------ SOURCE ------

Here We’ll do the top 16 countries (not excluding anything).
Prepare the dataset
cc_heat2 = count(attacks, source_country, wkday, hour) %>%
ungroup() %>%
left_join(events_by_country[,c(1,5)]) %>%
complete(country, wkday, hour, fill=list(n=0)) %>%
mutate(country=factor(country,
levels=events_by_country$country))
## Joining by: "source_country"
Make the heatmap plots
cclist = lapply(events_by_country$country[1:16], function(cc) {
gg <- ggplot(filter(cc_heat2, country==cc),
aes(x=hour, y=wkday, fill=n, frame=country))
gg <- gg + geom_tile(color="white", size=0.1)
gg <- gg + scale_x_discrete(expand=c(0,0))
gg <- gg + scale_y_discrete(expand=c(0,0))
gg <- gg + scale_fill_viridis(name="")
gg <- gg + coord_equal()
gg <- gg + labs(x=NULL, y=NULL,
title=sprintf("%s", cc))
gg <- gg + theme_tufte(base_family="Helvetica")
gg <- gg + theme(axis.ticks=element_blank())
gg <- gg + theme(axis.text=element_text(size=5))
gg <- gg + theme(panel.border=element_blank())
gg <- gg + theme(plot.title=element_text(hjust=0, size=6))
gg <- gg + theme(panel.margin.x=unit(0.5, "cm"))
gg <- gg + theme(panel.margin.y=unit(0.5, "cm"))
gg <- gg + theme(legend.title=element_text(size=6))
gg <- gg + theme(legend.title.align=1)
gg <- gg + theme(legend.text=element_text(size=6))
gg <- gg + theme(legend.position="bottom")
gg <- gg + theme(legend.key.size=unit(0.2, "cm"))
gg <- gg + theme(legend.key.width=unit(1, "cm"))
gg
})
cclist[["ncol"]] <- 2
do.call(grid.arrange, cclist)
Last updated: 2016-02-16

------

## TO BE DONE
(a) In the heatmap excerpt, what color are the tile borders set to in geom_tile?
(b) For each statement, say whether it agrees with the heatmap excerpt, and quote the words that decide it: (i) The legend sits at the bottom of each plot. (ii) Missing weekday and hour combinations are filled with a count of 1. (iii) The page was last updated in 2016.

------ DATA SECTION ------

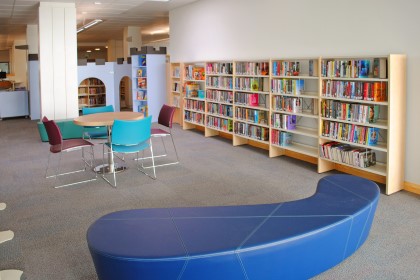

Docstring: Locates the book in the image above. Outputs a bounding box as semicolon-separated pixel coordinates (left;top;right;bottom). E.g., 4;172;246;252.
139;55;146;66
137;78;147;89
358;59;370;78
367;105;379;123
366;127;379;146
251;78;260;91
280;131;293;146
373;58;387;79
137;90;147;100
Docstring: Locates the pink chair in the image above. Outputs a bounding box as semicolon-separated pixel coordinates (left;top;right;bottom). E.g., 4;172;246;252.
42;117;97;188
137;104;179;168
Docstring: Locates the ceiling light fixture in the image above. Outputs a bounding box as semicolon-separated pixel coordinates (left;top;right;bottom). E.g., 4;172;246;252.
150;28;169;35
77;19;103;33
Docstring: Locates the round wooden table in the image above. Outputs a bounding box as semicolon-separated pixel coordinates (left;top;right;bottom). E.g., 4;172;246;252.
74;112;144;129
73;112;144;174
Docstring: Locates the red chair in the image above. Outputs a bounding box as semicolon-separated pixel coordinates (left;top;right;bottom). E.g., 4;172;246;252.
42;117;97;188
138;104;179;168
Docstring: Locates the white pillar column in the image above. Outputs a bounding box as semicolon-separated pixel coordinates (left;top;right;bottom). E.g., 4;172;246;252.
123;26;142;58
39;2;79;119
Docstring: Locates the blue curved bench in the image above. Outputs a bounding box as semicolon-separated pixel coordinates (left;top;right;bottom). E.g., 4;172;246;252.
87;175;379;280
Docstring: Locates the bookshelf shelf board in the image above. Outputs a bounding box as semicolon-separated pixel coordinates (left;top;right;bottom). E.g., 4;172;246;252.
271;92;319;99
321;95;389;106
184;120;204;126
320;136;387;153
233;88;270;94
233;133;270;144
184;108;205;115
206;86;233;91
233;133;270;144
207;113;233;120
321;117;388;129
321;77;389;83
206;99;233;106
206;73;233;77
319;157;387;176
206;127;233;135
271;142;318;157
272;74;319;80
234;103;270;111
185;79;206;83
272;126;318;138
235;118;269;128
184;96;206;102
271;109;318;120
235;74;270;79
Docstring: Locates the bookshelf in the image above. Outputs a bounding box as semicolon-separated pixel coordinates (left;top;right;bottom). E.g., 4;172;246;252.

------

## ANSWERS TO EACH TASK
(a) White.

(b)
(i) Yes: "legend.position="bottom""
(ii) No: "fill=list(n=0)"
(iii) Yes: "Last updated: 2016-02-16"